TASKS TO PERFORM.
1. Return everything in the Nikon camera thread below from "Someone is asking" down to "nobody has bitten.", copied word for word.
2. Continue the forum thread below about the vintage Nikon camera, starting after its final post.

DOCUMENT PASSAGE.
# vintage nikon camera, unknown.



## sutekistar (Jul 27, 2010)

I found my father's old camera and lens and i am unsure of the name/model of the camera and lens.  it has to be back from the 70's i think.  the lens is huge and very heavy.  also i was wondering if it was even worth anything?


----------



## compur (Jul 27, 2010)

The camera is a Nikon F2.  The lens should say what it is on the name ring
circling the front of the lens.


----------



## sutekistar (Jul 27, 2010)

okay its a Nikon f2 with a nikkor-q 400mm lens.  what is the worth?  i see on ebay it is $1,300 could that be right?


----------



## mimstrel (Jul 27, 2010)

Is the lens in good shape?  Clean, no scratches, and everything working?  

I'm totally drooling over it, even though I'm guessing I'll be an old woman before I have the money for something like that.  I'm kind of curious as to what something like that is currently worth, myself.

Good telephoto lenses, even old ones, are pricey.


----------



## compur (Jul 27, 2010)

sutekistar said:


> okay its a Nikon f2 with a nikkor-q 400mm lens.  what is the worth?  i see on ebay it is $1,300 could that be right?



Someone is asking that price.  That's a long way from selling it at that price.
eBay is loaded with astronomically high prices on photo gear -- with no takers.


----------



## djacobox372 (Jul 28, 2010)

A nikon f2's value changes a lot based on the finder... that particular finder, the dp-1, is the cheapest one.  So the value of the camera is around $175 to $225 if everything is operational and the finder works. 

That lens is more valuable. Although it's quite rare, so I'm not sure what it would sell for.  All I know is that it is currently NOT selling on ebay for $1350. It's come and gone a couple times at that price and nobody has bitten.

A more common 400mm f5.6 ed ais sells for around $400 used; so I'm going to guess that this 400mm f4.5 is worth around $500 perhaps more.

*Note: these are online auction values, retail values would be significantly higher.*

Here's some info on that particular lens: http://www.mir.com.my/rb/photography/companies/nikon/nikkoresources/6070nikkor/telephoto/400mm.htm


----------



## Mike_E (Jul 28, 2010)

Not that it matters one whit, but I would be very disappointed in you if you sold that rig.

Take it out and shoot some birds or an auto-cross and think about your dad.


----------



## Derrel (Jul 28, 2010)

Here's a little background on the 400mm Q lens and its focusing unit
400mm f4.5 Nikkor-Q Auto Lens


----------



## Petraio Prime (Jul 28, 2010)

Derrel said:


> Here's a little background on the 400mm Q lens and its focusing unit
> 400mm f4.5 Nikkor-Q Auto Lens



Interesting lens, rather bulky though. I recently acquired a 350mm Telyt-R, and I am very happy with how small it is, and the speed is comparable (f/4.8) to this one. Designed in 1979 or so.

DATA SECTION.
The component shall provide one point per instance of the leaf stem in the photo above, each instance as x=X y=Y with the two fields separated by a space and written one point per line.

EXPECTED RESULTS.
1.
Someone is asking that price.  That's a long way from selling it at that price.
eBay is loaded with astronomically high prices on photo gear -- with no takers.


----------



## djacobox372 (Jul 28, 2010)

A nikon f2's value changes a lot based on the finder... that particular finder, the dp-1, is the cheapest one.  So the value of the camera is around $175 to $225 if everything is operational and the finder works. 

That lens is more valuable. Although it's quite rare, so I'm not sure what it would sell for.  All I know is that it is currently NOT selling on ebay for $1350. It's come and gone a couple times at that price and nobody has bitten.

2.
I think this Nikon 400 f/4.5 design dates to the mid-60s if I am correct. The camera is an F2 Photomic, from about 1972 to 1977 or so, I would guess.

I would value the lens from about $200-500 at most. I think it may not have an auto-diaphragm. Optically it would be OK, but not nearly as good as today's Nikon, Canon, or Leica lenses.


----------



## Helen B (Jul 28, 2010)

Oddly enough I think it has an auto diaphragm, but no meter connection (the 'ears' of the pre AI lenses). That means that it stops down to the working aperture when the shutter fires, but doesn't have any way of telling the camera what aperture it is set to, therefore it can only be TTL-metered when stopped down (by pressing the 'DoF preview' button I assume) - unless it is being used wide open.

Best,
Helen


----------



## Petraio Prime (Jul 28, 2010)

Helen B said:


> Oddly enough I think it has an auto diaphragm, but no meter connection (the 'ears' of the pre AI lenses). That means that it stops down to the working aperture when the shutter fires, but doesn't have any way of telling the camera what aperture it is set to, therefore it can only be TTL-metered when stopped down (by pressing the 'DoF preview' button I assume) - unless it is being used wide open.
> 
> Best,
> Helen



Well I didn't see the yoke that connects to the meter on the body, and that's why I said that. 

I see on the one photo the word 'auto' on the lens ring, so it seems you're right.

Even if the diaphragm is auto, because you have to stop down to meter, it's a PIA to use.


----------



## malkav41 (Jul 29, 2010)

I agree with Mike E. Take it out and use it. 

If I ever get my Grandpa's, or my Dad's camera I'm going to be keeping them because the cameras were theirs, and that's worth way more to me.


----------



## sutekistar (Jul 29, 2010)

my father was looking to sell it by the way.  he said if i found out the worth i can put that money into a new digital slr camera.  we have two of these cameras but not the lens.  I really rather not be lugging it around.  I do not have a slr camera, however i have many film cameras, so to me its not a big deal.

but i have no clue where to go about to selling it.  or if its even close to getting enough money for an slr camera.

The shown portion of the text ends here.